28.05.2026 Affiliate Marketing How to start? 16 min

Seriously, how much cash do the big publishers rake in from their sites? Some news sites are pulling in millions every month just off ads. But listen, you don't need insane traffic to actually start making money. A smart, solid plan combined with even a few thousand visitors a day is usually plenty.

Basically, website monetization is just turning your project into a steady income flow. This happens when you use ads, affiliate links, subscriptions, sell digital stuff, or whatever works.

For 2026, we’ve nailed down 8 ways that consistently get results:

1 monetization site.png

  1. Display advertising through ad networks.
  2. Push notifications as a separate monetization format.
  3. Affiliate marketing (CPA, RevShare).
  4. Native ads and sponsored integrations.
  5. Selling digital products or online courses.
  6. Paid subscription or membership model.
  7. Email list monetization.
  8. Selling ad space directly.

Next, we'll dive into each of these. No boring fluff, promise. I’ll tell you who each method is best for, what you can realistically earn, and how to skip the typical screw-ups.

What Is Website Monetization?

Website monetization is just a bunch of ways a site owner can actually make money from people visiting their pages. This could be through showing ads, selling your own products or services, asking for a fee to see content, or even taking donations. The critical part: whatever you pick, it can’t totally trash the user experience, and it has to make sense for what your site is about.

Strategy #1 — Display Advertising (Ad Networks)

This is what almost every news portal, blog, forum, or funny content site uses. You just drop a piece of code onto your pages, and the ad network figures out which ads fit your visitors best. Typically, they pay based on CPM (per thousand views), CPC (per click), or sometimes CPA (per action/lead).

How it works

You join an ad network, grab the code or plugin they give you, and stick it on your site. After that, the network handles finding the advertisers, running the necessary auctions, and then paying you when someone sees or clicks something. Your income is directly tied to how much traffic you get—and how high-quality that traffic is.

Ad formats

Networks these days use a few different formats. Classic banners are the standard rectangles, usually placed at the top, bottom, or side. Then there's in-page push—these are notifications that pop up right on the page, kind of like regular push notifications but without needing the user to subscribe. Popunders are those sneaky windows that open under the main browser tab; people usually only see them once they close the main page. Oh, and video ads—short clips that run before, after, or even in the middle of your main content.

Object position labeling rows
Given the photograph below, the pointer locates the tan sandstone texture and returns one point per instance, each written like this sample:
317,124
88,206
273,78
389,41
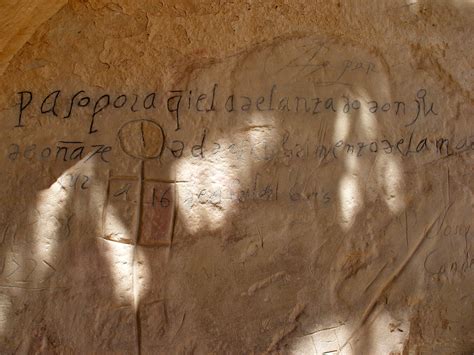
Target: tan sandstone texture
236,177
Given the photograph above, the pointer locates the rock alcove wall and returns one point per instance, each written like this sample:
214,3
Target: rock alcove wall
236,177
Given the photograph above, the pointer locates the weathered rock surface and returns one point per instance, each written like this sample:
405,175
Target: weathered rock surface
236,177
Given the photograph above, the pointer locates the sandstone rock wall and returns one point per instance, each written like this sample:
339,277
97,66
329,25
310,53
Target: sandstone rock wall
236,177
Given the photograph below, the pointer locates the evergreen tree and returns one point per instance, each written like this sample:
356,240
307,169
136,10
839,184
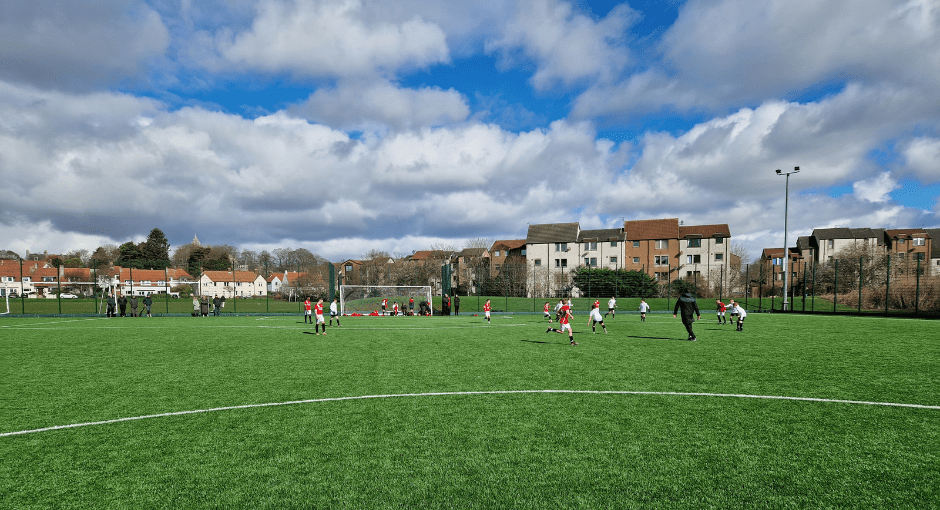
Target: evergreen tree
155,251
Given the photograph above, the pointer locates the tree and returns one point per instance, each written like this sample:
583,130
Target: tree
105,255
130,256
155,251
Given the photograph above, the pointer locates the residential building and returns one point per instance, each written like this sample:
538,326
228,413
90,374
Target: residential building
229,284
908,247
653,247
504,250
706,253
934,234
602,248
830,241
553,251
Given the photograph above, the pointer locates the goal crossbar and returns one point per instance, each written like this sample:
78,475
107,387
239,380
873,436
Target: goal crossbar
366,299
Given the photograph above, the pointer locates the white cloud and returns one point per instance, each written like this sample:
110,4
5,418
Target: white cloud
922,156
333,38
733,52
377,105
72,45
567,47
876,189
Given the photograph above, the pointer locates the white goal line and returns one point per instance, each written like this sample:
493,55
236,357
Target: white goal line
452,393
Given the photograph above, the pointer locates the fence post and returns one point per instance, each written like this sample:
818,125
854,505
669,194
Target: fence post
804,286
888,284
860,285
835,289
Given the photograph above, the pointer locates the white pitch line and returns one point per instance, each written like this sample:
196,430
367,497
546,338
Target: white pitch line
452,393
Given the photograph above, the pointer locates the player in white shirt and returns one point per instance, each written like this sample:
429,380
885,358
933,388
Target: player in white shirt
334,311
611,305
741,313
644,307
596,318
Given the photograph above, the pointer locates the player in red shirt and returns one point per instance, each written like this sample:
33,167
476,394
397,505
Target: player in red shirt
318,310
721,312
565,314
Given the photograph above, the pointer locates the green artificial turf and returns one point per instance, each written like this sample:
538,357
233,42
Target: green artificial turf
528,449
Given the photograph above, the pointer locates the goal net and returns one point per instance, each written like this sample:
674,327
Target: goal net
366,299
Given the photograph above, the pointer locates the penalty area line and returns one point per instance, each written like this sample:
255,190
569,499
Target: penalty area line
454,393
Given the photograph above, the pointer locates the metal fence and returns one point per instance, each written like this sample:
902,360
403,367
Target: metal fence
867,285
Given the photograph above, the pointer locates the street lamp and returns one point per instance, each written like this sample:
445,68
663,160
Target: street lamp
786,251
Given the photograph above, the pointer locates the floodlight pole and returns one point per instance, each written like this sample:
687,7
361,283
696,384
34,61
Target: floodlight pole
786,251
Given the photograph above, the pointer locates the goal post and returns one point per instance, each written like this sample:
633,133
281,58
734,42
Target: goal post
366,299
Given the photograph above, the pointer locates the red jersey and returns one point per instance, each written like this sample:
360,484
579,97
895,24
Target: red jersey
564,314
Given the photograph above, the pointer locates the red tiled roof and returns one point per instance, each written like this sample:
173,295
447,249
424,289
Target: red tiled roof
228,276
641,230
719,230
509,244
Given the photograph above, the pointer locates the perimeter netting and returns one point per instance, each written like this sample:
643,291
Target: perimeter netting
366,299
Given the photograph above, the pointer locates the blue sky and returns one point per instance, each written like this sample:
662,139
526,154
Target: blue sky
346,126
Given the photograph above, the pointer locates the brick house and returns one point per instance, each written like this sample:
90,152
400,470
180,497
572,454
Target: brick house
652,247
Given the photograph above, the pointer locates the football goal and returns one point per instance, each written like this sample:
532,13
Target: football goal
366,299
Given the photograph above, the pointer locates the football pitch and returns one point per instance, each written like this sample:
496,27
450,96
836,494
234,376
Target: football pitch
452,412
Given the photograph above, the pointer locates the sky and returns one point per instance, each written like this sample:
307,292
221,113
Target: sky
344,126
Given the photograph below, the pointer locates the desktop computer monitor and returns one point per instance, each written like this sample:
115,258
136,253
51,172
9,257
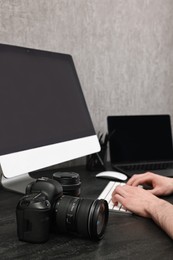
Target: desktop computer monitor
43,114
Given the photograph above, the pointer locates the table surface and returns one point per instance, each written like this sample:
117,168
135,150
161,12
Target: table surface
126,236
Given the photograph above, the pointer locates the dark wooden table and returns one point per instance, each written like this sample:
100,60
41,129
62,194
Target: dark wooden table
126,236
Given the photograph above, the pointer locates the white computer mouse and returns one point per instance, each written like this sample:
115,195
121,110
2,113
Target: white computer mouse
113,175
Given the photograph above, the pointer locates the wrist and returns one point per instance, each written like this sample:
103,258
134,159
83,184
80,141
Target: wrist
155,206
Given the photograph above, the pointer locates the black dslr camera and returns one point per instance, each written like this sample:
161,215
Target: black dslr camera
45,208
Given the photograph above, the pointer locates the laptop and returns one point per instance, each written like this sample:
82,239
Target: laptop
141,143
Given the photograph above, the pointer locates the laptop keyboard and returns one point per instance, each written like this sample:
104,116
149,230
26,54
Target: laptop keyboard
146,166
107,195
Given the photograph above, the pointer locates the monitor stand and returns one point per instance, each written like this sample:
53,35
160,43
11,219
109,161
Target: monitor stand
17,184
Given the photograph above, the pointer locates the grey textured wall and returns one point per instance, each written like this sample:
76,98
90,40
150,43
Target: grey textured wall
123,49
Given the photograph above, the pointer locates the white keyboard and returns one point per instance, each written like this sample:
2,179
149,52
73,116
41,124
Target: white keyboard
107,195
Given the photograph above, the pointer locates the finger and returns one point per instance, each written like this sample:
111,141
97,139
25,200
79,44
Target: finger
141,179
117,199
116,190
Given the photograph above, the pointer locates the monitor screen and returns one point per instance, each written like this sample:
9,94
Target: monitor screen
44,117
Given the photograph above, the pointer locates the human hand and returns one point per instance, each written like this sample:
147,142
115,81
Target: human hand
135,199
159,185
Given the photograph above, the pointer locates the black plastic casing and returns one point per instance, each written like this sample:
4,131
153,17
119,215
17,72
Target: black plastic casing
33,218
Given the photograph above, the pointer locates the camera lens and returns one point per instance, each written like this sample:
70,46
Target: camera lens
85,217
70,182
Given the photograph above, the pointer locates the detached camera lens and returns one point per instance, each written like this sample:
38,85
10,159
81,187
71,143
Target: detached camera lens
85,217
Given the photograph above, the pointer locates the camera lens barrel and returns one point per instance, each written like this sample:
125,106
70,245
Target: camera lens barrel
70,182
85,217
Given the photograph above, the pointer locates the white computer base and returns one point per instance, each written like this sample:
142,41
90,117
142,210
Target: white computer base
17,184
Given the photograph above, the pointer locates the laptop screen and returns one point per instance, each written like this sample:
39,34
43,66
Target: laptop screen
143,138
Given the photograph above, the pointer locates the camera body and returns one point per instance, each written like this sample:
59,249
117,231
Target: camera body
33,214
45,208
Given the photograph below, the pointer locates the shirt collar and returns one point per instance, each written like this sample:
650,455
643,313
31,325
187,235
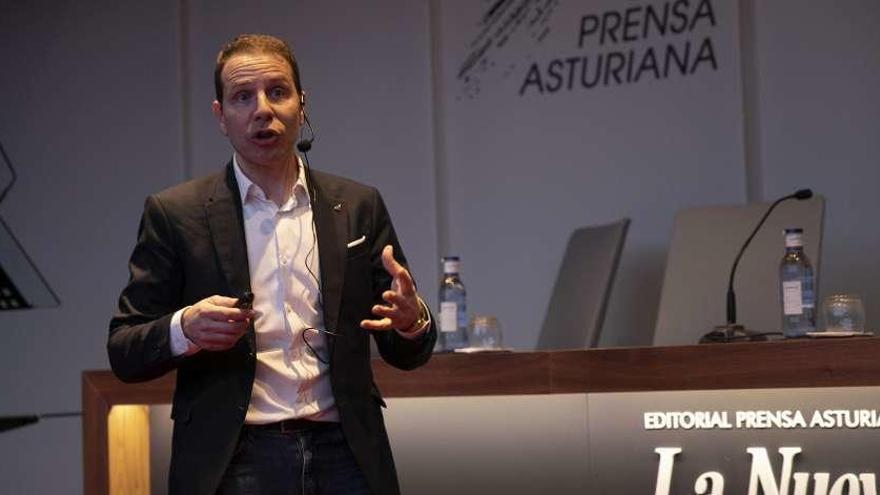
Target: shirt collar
248,189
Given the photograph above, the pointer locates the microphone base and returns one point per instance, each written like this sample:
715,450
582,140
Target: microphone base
723,334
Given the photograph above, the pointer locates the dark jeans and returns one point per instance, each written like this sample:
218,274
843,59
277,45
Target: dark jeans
312,462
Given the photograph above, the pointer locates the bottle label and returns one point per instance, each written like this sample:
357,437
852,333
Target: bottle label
448,317
792,298
794,240
451,266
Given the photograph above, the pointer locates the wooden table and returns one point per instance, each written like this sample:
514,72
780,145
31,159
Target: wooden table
112,465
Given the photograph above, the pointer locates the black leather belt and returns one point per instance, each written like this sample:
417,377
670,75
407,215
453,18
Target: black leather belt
291,425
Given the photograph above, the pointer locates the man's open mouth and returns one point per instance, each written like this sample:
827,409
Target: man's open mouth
265,135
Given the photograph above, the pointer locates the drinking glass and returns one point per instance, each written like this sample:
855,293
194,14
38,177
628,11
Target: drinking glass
844,313
484,332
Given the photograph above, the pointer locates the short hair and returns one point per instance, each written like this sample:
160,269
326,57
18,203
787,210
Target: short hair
254,43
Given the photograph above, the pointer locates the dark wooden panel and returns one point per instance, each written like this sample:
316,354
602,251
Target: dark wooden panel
468,374
803,363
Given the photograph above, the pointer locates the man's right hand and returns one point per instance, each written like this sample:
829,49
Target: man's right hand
214,323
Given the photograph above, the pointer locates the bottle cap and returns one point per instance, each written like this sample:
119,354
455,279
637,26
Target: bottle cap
451,264
794,238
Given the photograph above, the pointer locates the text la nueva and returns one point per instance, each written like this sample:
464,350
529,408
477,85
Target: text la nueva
762,479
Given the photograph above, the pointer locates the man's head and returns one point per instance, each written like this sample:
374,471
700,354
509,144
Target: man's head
260,101
254,43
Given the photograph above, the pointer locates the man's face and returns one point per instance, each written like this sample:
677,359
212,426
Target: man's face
261,112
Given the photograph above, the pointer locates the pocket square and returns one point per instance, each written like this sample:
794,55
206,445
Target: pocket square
360,240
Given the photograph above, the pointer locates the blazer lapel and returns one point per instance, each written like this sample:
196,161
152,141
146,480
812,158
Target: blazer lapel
226,224
331,224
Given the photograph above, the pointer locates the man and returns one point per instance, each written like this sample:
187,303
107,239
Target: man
275,395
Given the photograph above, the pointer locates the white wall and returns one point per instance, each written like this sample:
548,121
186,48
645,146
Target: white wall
818,118
91,120
98,113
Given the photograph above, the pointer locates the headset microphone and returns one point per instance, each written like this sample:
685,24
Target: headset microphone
305,145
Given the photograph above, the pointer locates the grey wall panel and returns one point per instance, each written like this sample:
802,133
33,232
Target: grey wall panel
526,168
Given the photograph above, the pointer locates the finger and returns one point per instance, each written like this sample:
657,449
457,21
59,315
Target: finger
391,265
221,313
399,300
382,324
216,340
404,283
224,301
221,327
386,311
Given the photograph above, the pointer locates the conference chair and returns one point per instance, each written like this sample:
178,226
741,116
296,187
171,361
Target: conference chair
705,241
577,306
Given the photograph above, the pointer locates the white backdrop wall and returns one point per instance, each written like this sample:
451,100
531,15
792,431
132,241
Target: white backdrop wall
529,157
108,102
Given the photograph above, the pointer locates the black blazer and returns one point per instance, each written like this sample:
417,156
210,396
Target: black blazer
191,245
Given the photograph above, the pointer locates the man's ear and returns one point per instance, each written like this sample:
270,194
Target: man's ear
217,110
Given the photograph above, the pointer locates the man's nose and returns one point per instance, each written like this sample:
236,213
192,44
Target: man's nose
263,107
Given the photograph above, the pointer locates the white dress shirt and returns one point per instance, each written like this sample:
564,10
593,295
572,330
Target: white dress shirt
282,250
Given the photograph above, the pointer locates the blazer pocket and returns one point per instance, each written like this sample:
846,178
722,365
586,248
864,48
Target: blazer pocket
377,396
357,247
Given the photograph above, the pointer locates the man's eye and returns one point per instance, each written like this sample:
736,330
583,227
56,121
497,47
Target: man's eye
279,92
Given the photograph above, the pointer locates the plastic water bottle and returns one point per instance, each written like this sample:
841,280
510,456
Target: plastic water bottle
796,287
453,307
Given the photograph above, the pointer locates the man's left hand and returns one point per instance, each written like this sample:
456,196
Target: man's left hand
403,307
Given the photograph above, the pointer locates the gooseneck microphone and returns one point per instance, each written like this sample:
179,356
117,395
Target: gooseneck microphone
732,331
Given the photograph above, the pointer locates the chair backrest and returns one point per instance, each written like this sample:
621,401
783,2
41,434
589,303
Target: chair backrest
577,306
705,241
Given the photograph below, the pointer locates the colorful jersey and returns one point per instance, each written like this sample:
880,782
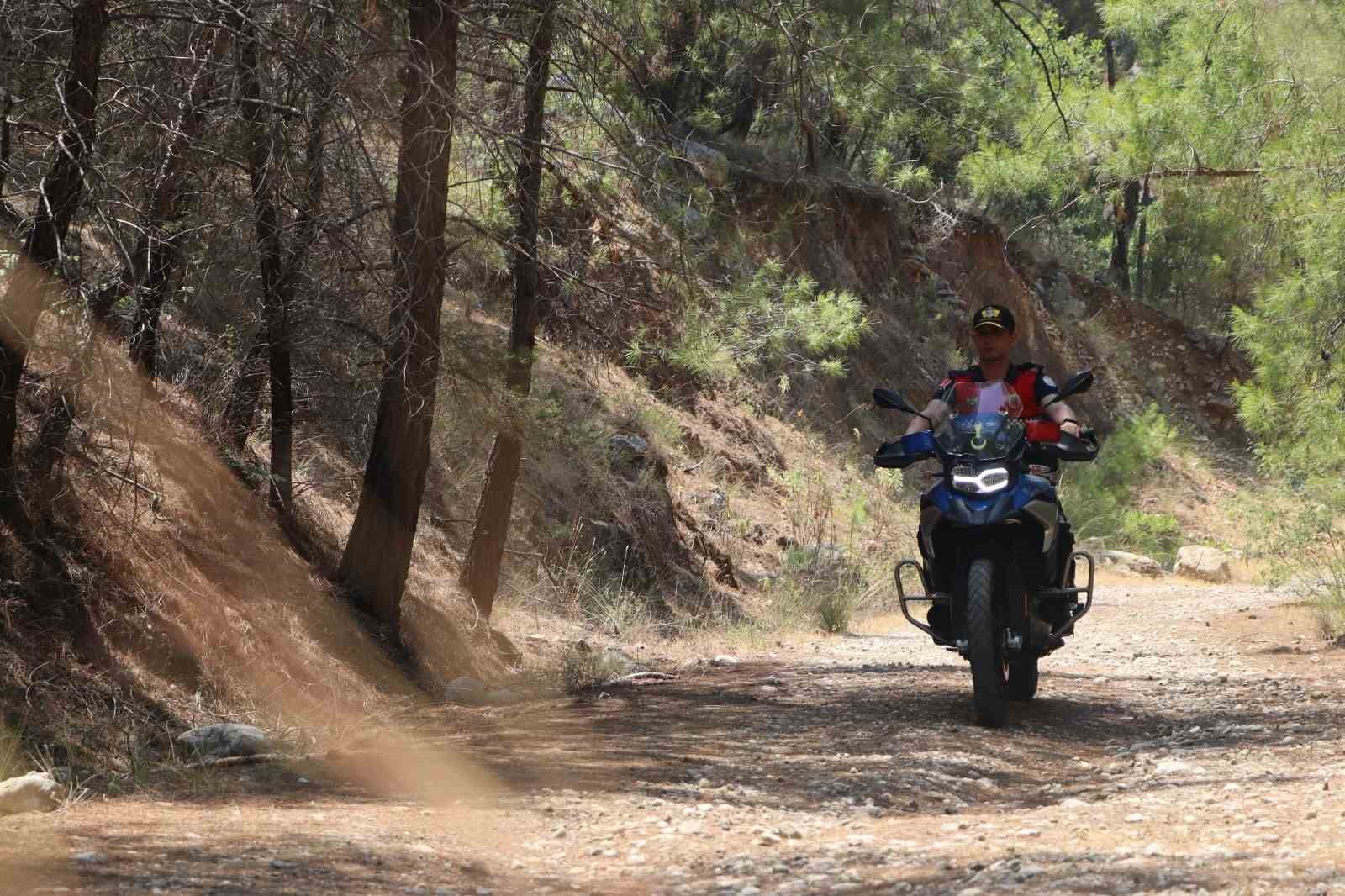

▸ **TASKS AND EXERCISES**:
[1] Name each ad format described in the "Ad formats" paragraph of the website monetization article.
[2] Carry on the website monetization article from its last sentence, about video ads.

▸ **TASK RESULTS**:
[1] Classic banners, in-page push, popunders, and video ads.

[2]
Which networks to choose

If you're just starting out, Google AdSense or Media.net are decent options. They take sites with low traffic, though their take is bigger and your payouts are smaller. Once you hit maybe 20,000 to 50,000 unique monthly visitors, you should look at premium networks like Mediavine or AdThrive; they offer way better pay per impression.

You should also check out the MyBid platform—they work with publishers big and small, covering popunders, push, in-page push, banners, and video. They’ve got their own anti-fraud systems and use SmartCPC or CPA Goal payment models. Plus, they process monetization requests fast, and payments are steady.

When this strategy is effective

These display ads are perfect for sites that pull in tons of "cheap" traffic—think news, weather, horoscopes, funny videos, stuff like that. If your site is super niche (like for vets or just construction stuff), banner revenue will drop. But that’s fine, just combine it with other ways to make money.

The downside, obviously, is that you need a huge amount of traffic to actually make decent money. Also, people hate being overloaded with ads, so you need to find the right balance—don't jam too many blocks onto one page.

Strategy #2 — Push Notification Ads

People mix up push notifications and regular banners all the time, but they’re totally different. The user has to opt-in first, saying they agree to get notifications from your site. Once they do, you can send them ad messages even when they’ve left your page. It’s basically email, but the message pops up directly on their phone or desktop screen.

Why it’s profitable for publishers

For starters, your audience doesn't disappear just because they closed your tab. Second, push has an awesome CTR (click-through rate)—often hitting 1–5%, which is huge compared to banners that might only get 0.5%. Third, you can actually send a few notifications daily without being flagged as spam, since the subscriber gave you the OK.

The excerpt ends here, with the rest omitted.